● **Extract to read**:

►

To decrease the settings’ complexity and isolate the explored settings, we set the other settings to their default values: Temporal relations number \(=\) 7; Epsilon value \(=\) 0; TIRP representation \(=\) Binary; Feature selection \(=\) Gain002, GR002, Gain100, GR100 and NoFS; Classifiers \(=\) Random Forest, Naïve Bayes, IE_Confidence, IE_Majority. Since we wanted to evaluate also the various state abstraction methods and number of bins, we set them to: Abstraction methods \(=\) KB, EWD, and SAX; Number of bins for automated discretization \(=\) 3 and 4. We ran the experiment on each of the datasets using tenfold cross validation.

Figures 78 and 9 show the results of experiment 1 on each of the datasets in addressing research questions A and B, thus, each result is the mean of 200 evaluation runs; the mean results of all the datasets are shown in Fig. 10, and each result plotted is based on 600 evaluation runs. However, since the results are based on three different datasets, please note that Fig. 10 should be considered mostly as a summary; future results based on a larger number of datasets are required for strengthening these conclusions.

Fig. 7
figure 7

The KB abstraction performs better than the EWD and SAX, and using four states was better than three, in the case of the Diabetes domain task

Fig. 8
figure 8

EWD performed better than SAX, and using four states was better than using three, in the case of the ICU domain task

Fig. 9
figure 9

SAX performed better than the EWD method, and using four states resulted in better performance than using three states, in the case of the Hepatitis domain task

Fig. 10
figure 10

On average, across all relevant domains and experimental settings, the KB abstraction method led to a superior performance, while SAX performed better than EWD when using either 3 or 4 bins

In the case of the Diabetes dataset, using the KB abstraction method led to much better performance than using the SAX and EWD methods, while SAX with four states led to the best performance among the automated methods. For the ICU12h dataset, use of the EWD method produced better performance than the use of SAX, for either three or four bins, and use of the KB definitions resulted in a performance similar to using EWD with three bins. For the Hepatitis classification task, SAX performed better than the EWD method, and using four states resulted in better performance than using three states.

The mean results averaged across all of the experimental variations (Fig. 10) show that using SAX led to better performance than using EWD, using either three or four bins, while using a KB abstraction (based on two datasets) led to better performance than using the computational methods. Note that each result is the mean of 200 evaluation runs, due to the various runs of the four classifiers and five features selection measures, as detailed in the next results.

Figures 111213 and 14 show the results of the classifiers and the feature selection measures of Experiment 1 on each of the datasets addressing the research questions C and D, and the mean results of all the datasets. Each result in Figs. 1112, and 13 is the mean of 40 evaluation runs, and each result in Fig. 14 is the mean of 120 evaluation runs. In the Diabetes dataset, the Random Forest and Naïve Bayes induction methods performed similarly, both outperforming the IE Classifiers. The feature selection methods performed similarly, including the NoFS. In the ICU12h task, the Random Forest induction method outperformed the other classifiers. The feature selection methods performed similarly, while the Naïve Bayes method performed worst when using the Gain with the top 100 features. In the Hepatitis domain, the Random Forest method outperformed the other classifiers, and the Naïve Bayes classifier was slightly better than the IE Classifiers. Again, none of the feature selection methods seemed very useful, thus making our original research question a moot one, although using GR100 proved to be the best for the IE Classifiers and the Naïve Bayes methods.

◄

● **Assignment A**: Name every feature selection setting that the excerpt on temporal abstraction experiments gives as a default value.
● **Assignment B**: Extend the excerpt on temporal abstraction experiments, starting after its final sentence, which ends "using GR100 proved to be the best for the IE Classifiers and the Naïve Bayes methods."
The listing that comes after the excerpt on temporal abstraction experiments is separate material.

● **Data excerpt**:
►

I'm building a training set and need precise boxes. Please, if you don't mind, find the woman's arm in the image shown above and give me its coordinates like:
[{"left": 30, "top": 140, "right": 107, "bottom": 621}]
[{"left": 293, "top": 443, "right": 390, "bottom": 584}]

◄

● **Exercise answer A**: Gain002, GR002, Gain100, GR100, NoFS

● **Exercise answer B**:
Fig. 11
figure 11

The Random Forest (RF) and Naïve Bayes (NB) methods performed similarly on the diabetes dataset, outperforming the IE classifiers. The feature selection method (if any) did not have much effect

Fig. 12
figure 12

The Random Forest (RF) method outperformed the other classifiers in the ICU domain. The feature selection methods mostly did not seem to be useful

Fig. 13
figure 13

The Random Forest (RF) method outperformed the other classifiers in the Hepatitis domain. The GR100 feature selection method performed best for the classifiers, except for RF, in which it was slightly less effective

Fig. 14
figure 14

Mean results across all datasets and settings. The Random Forest (RF) method outperformed the other classifiers, and the feature selection methods did not seem to contribute to the results

The mean results across all the datasets show that the Random Forest induction method outperformed the rest of the classifiers; and that the feature selection methods were not useful. The low effectiveness of the feature selection can be explained by the relatively low number of TIRPs (features) discovered originally. However, as stated previously, since the results are based on three different datasets, please note that Fig. 14 should be considered mostly as a summary; future results based on a larger number of datasets are required for strengthening these conclusions.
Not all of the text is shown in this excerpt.